Rewrite the lines below so that each "annotate" becomes "mark", keeping everything else the same.

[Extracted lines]

################

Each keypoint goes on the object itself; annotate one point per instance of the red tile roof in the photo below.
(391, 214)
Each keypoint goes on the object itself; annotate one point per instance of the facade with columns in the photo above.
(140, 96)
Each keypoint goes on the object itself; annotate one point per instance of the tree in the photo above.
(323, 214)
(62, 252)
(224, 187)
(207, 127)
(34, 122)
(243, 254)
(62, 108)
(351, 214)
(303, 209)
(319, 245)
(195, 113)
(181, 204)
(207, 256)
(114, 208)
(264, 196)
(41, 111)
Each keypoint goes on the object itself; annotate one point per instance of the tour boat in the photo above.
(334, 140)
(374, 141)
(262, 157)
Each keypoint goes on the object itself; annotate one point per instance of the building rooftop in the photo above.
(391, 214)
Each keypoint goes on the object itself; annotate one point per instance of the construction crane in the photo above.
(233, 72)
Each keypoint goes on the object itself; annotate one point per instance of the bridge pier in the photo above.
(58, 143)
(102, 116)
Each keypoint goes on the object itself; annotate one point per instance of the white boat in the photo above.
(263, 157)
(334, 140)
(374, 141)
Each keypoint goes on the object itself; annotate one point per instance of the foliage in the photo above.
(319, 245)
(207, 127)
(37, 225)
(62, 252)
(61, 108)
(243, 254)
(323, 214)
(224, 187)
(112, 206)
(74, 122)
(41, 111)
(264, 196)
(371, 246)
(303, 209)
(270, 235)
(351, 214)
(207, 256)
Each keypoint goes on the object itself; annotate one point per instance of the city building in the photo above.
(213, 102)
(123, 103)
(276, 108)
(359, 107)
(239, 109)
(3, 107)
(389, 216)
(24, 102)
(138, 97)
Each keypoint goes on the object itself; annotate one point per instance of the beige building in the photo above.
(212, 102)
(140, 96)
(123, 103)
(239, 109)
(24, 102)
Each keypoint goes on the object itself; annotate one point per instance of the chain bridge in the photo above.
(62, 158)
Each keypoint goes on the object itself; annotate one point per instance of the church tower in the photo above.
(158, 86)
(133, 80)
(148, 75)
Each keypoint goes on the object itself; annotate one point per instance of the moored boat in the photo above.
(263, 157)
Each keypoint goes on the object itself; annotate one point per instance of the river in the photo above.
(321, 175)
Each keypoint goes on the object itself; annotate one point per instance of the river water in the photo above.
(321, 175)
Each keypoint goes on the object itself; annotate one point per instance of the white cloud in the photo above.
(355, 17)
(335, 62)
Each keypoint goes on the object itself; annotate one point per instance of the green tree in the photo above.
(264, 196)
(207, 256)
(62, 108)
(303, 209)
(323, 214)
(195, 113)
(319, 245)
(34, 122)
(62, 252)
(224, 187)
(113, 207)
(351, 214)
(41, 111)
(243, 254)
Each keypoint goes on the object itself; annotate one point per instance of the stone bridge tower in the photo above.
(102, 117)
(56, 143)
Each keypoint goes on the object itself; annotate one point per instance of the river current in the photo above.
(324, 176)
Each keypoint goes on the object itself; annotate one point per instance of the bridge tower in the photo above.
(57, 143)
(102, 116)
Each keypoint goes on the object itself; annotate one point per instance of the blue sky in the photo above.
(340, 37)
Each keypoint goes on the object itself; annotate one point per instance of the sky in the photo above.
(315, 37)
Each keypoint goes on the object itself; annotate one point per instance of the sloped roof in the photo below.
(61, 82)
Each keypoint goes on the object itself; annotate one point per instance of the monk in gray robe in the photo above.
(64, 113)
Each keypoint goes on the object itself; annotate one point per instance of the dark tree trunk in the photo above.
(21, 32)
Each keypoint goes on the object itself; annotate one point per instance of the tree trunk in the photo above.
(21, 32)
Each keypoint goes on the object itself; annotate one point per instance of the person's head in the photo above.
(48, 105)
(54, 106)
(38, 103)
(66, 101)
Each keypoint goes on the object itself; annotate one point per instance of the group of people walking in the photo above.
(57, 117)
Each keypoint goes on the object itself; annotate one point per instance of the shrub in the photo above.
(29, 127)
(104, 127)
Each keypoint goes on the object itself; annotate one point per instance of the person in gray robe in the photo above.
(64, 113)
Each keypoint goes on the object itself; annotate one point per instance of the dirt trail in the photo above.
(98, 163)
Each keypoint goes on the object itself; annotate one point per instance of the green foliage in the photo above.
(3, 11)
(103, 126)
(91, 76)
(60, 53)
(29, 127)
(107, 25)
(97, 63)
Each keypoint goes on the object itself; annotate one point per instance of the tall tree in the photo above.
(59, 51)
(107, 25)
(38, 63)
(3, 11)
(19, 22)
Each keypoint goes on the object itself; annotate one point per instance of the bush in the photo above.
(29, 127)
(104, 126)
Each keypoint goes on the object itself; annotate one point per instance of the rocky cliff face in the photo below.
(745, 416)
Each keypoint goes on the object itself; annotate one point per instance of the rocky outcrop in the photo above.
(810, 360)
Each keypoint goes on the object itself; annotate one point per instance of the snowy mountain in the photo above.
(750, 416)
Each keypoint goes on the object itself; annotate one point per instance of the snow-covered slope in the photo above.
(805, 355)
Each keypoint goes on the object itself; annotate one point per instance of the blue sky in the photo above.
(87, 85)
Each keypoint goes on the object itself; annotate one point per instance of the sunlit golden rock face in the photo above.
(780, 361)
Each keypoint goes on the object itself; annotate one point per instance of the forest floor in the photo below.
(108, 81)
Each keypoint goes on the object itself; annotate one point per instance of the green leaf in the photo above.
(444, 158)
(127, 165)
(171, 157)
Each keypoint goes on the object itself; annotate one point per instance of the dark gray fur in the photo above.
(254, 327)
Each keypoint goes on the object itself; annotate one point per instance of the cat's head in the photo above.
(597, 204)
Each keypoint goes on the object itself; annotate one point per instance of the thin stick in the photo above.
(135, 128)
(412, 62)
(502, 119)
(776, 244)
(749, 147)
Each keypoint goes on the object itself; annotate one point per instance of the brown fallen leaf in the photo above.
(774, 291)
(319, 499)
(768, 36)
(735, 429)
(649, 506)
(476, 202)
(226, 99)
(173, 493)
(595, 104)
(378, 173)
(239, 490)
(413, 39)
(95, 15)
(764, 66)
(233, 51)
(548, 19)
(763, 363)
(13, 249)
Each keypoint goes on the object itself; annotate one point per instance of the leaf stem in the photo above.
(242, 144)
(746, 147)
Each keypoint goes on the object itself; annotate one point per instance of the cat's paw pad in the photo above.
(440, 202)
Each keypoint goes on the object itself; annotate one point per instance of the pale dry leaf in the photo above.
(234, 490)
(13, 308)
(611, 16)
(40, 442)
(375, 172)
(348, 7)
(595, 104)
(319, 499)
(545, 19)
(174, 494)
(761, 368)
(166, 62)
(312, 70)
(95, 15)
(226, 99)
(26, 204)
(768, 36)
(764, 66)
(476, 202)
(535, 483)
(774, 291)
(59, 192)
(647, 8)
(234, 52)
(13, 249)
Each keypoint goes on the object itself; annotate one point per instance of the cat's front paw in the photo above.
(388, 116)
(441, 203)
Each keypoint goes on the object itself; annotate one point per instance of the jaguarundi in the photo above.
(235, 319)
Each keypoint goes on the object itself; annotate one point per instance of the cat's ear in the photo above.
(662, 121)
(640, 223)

################

**COMPLETE OUTPUT**
Each keypoint goes on the object itself; mark one point per instance of the red tile roof in the photo below.
(391, 214)
Each keypoint goes on the object itself; mark one point per instance of the facade with columns in the photo above.
(140, 96)
Each keypoint goes on the object itself; mark one point per instance of the tree in the photo above.
(323, 214)
(62, 252)
(224, 187)
(207, 127)
(34, 122)
(243, 254)
(62, 108)
(351, 214)
(303, 209)
(319, 245)
(195, 113)
(181, 204)
(207, 256)
(114, 208)
(264, 196)
(41, 111)
Each keypoint goes on the object itself; mark one point per instance of the tour boat in the photo above.
(334, 140)
(374, 141)
(262, 157)
Each keypoint goes on the object itself; mark one point per instance of the building rooftop in the photo above.
(391, 214)
Each keypoint goes on the object itself; mark one point per instance of the construction crane in the photo above.
(233, 72)
Each keypoint goes on the object itself; mark one point per instance of the bridge pier in the photo above.
(58, 143)
(102, 116)
Each keypoint goes on the object itself; mark one point per instance of the white boat in the photo above.
(263, 157)
(334, 140)
(374, 141)
Each keypoint goes on the object itself; mark one point per instance of the foliage in the photo above.
(319, 245)
(207, 127)
(37, 225)
(62, 252)
(61, 108)
(243, 254)
(323, 214)
(224, 187)
(112, 206)
(74, 122)
(41, 111)
(264, 196)
(371, 246)
(303, 209)
(270, 235)
(351, 214)
(207, 256)
Each keypoint goes on the object itself; mark one point per instance of the city building in the photo above.
(213, 102)
(123, 103)
(276, 108)
(359, 107)
(239, 109)
(3, 107)
(389, 216)
(24, 102)
(138, 97)
Each keypoint goes on the object itself; mark one point per instance of the beige building in the photo above.
(212, 102)
(140, 96)
(123, 103)
(239, 109)
(24, 102)
Each keypoint goes on the object itself; mark one point per instance of the chain bridge in the photo above.
(62, 158)
Each keypoint goes on the object itself; mark one point per instance of the church tower in the photo above.
(158, 86)
(133, 80)
(148, 75)
Each keypoint goes on the object itself; mark one point per instance of the moored boat in the photo above.
(263, 157)
Each keypoint goes on the object itself; mark one point per instance of the river in the photo above.
(321, 175)
Each keypoint goes on the object itself; mark one point per instance of the river water in the photo above.
(321, 175)
Each keypoint goes on the object itself; mark one point per instance of the white cloud in the photo above.
(355, 17)
(335, 62)
Each keypoint goes on the object itself; mark one point per instance of the green tree in the photo above.
(264, 196)
(207, 256)
(62, 108)
(303, 209)
(323, 214)
(195, 113)
(319, 245)
(34, 122)
(62, 252)
(224, 187)
(113, 207)
(351, 214)
(41, 111)
(243, 254)
Each keypoint goes on the object itself; mark one point per instance of the stone bridge tower in the photo above.
(102, 117)
(56, 143)
Each keypoint goes on the object itself; mark one point per instance of the river current in the photo above.
(324, 176)
Each keypoint goes on the object itself; mark one point per instance of the bridge tower in the photo above.
(57, 143)
(102, 116)
Each keypoint goes on the object itself; mark one point per instance of the blue sky in the photo above.
(340, 37)
Each keypoint goes on the object itself; mark one point per instance of the sky in the photo above.
(315, 37)
Each keypoint goes on the object itself; mark one point per instance of the sloped roof in the photo below.
(61, 82)
Each keypoint goes on the object itself; mark one point per instance of the monk in gray robe in the photo above.
(64, 113)
Each keypoint goes on the object itself; mark one point per instance of the dark tree trunk in the photo above.
(21, 32)
Each keypoint goes on the object itself; mark one point per instance of the tree trunk in the photo above.
(21, 32)
Each keypoint goes on the object itself; mark one point per instance of the person's head in the photo above.
(48, 105)
(54, 106)
(38, 103)
(66, 101)
Each keypoint goes on the object itself; mark one point per instance of the group of people walking in the photo above.
(57, 117)
Each keypoint goes on the object itself; mark one point per instance of the shrub in the photo above.
(29, 127)
(104, 127)
Each keypoint goes on the object itself; mark one point per instance of the person in gray robe in the photo above.
(64, 113)
Each keypoint goes on the object itself; mark one point per instance of the dirt trail in the photo above.
(98, 163)
Each keypoint goes on the object itself; mark one point per instance of the green foliage in the photo above.
(3, 11)
(103, 126)
(91, 76)
(60, 53)
(29, 127)
(107, 25)
(97, 63)
Each keypoint goes on the object itself; mark one point per instance of the tall tree in the photo above.
(59, 51)
(107, 25)
(38, 63)
(3, 11)
(19, 22)
Each keypoint goes on the object itself; mark one point per instance of the bush in the photo above.
(29, 127)
(104, 126)
Each keypoint goes on the object itself; mark one point per instance of the rocky cliff face in the photo below.
(745, 416)
Each keypoint goes on the object itself; mark one point per instance of the rocky outcrop in the photo above.
(810, 360)
Each keypoint goes on the object itself; mark one point per instance of the snowy mountain in the photo above.
(750, 416)
Each keypoint goes on the object itself; mark one point per instance of the snow-covered slope in the photo above.
(805, 355)
Each keypoint goes on the object itself; mark one point per instance of the blue sky in the photo above.
(87, 85)
Each keypoint goes on the object itself; mark one point per instance of the sunlit golden rock face in the photo above.
(780, 361)
Each keypoint goes on the object itself; mark one point per instance of the forest floor in the photo below.
(108, 81)
Each keypoint goes on the object itself; mark one point per instance of the green leaf in the photo above.
(444, 158)
(127, 165)
(171, 157)
Each keypoint goes on the object itself; mark one point per instance of the dark gray fur in the photo above.
(254, 327)
Each keypoint goes on the object itself; mark one point per instance of the cat's head in the photo above.
(597, 204)
Each keypoint goes on the object itself; mark one point per instance of the thin stick in the photo above.
(135, 128)
(412, 62)
(502, 119)
(776, 244)
(749, 147)
Each keypoint goes on the object itself; mark one point per instance of the brown fallen leaf in the photo above.
(774, 291)
(319, 499)
(768, 36)
(735, 429)
(649, 506)
(476, 202)
(226, 99)
(173, 493)
(595, 104)
(378, 173)
(239, 490)
(413, 39)
(95, 15)
(764, 66)
(233, 51)
(548, 19)
(763, 363)
(13, 249)
Each keypoint goes on the object itself; mark one point per instance of the leaf stem in the photo above.
(242, 144)
(746, 147)
Each keypoint goes on the object itself; mark one point per instance of the cat's paw pad in the photo above.
(440, 202)
Each keypoint goes on the object itself; mark one point per instance of the pale dry leaf in the photo above.
(234, 490)
(13, 308)
(611, 16)
(40, 442)
(375, 172)
(348, 7)
(595, 104)
(319, 499)
(545, 19)
(174, 494)
(761, 368)
(166, 62)
(312, 70)
(95, 15)
(226, 99)
(26, 204)
(768, 36)
(764, 66)
(476, 202)
(535, 483)
(774, 291)
(59, 192)
(647, 8)
(234, 52)
(13, 249)
Each keypoint goes on the object itself; mark one point per instance of the cat's front paw in the photo above.
(388, 116)
(441, 203)
Each keypoint goes on the object itself; mark one point per instance of the jaguarundi in the photo above.
(235, 319)
Each keypoint goes on the object itself; mark one point per instance of the cat's ear in the photo above.
(662, 121)
(640, 223)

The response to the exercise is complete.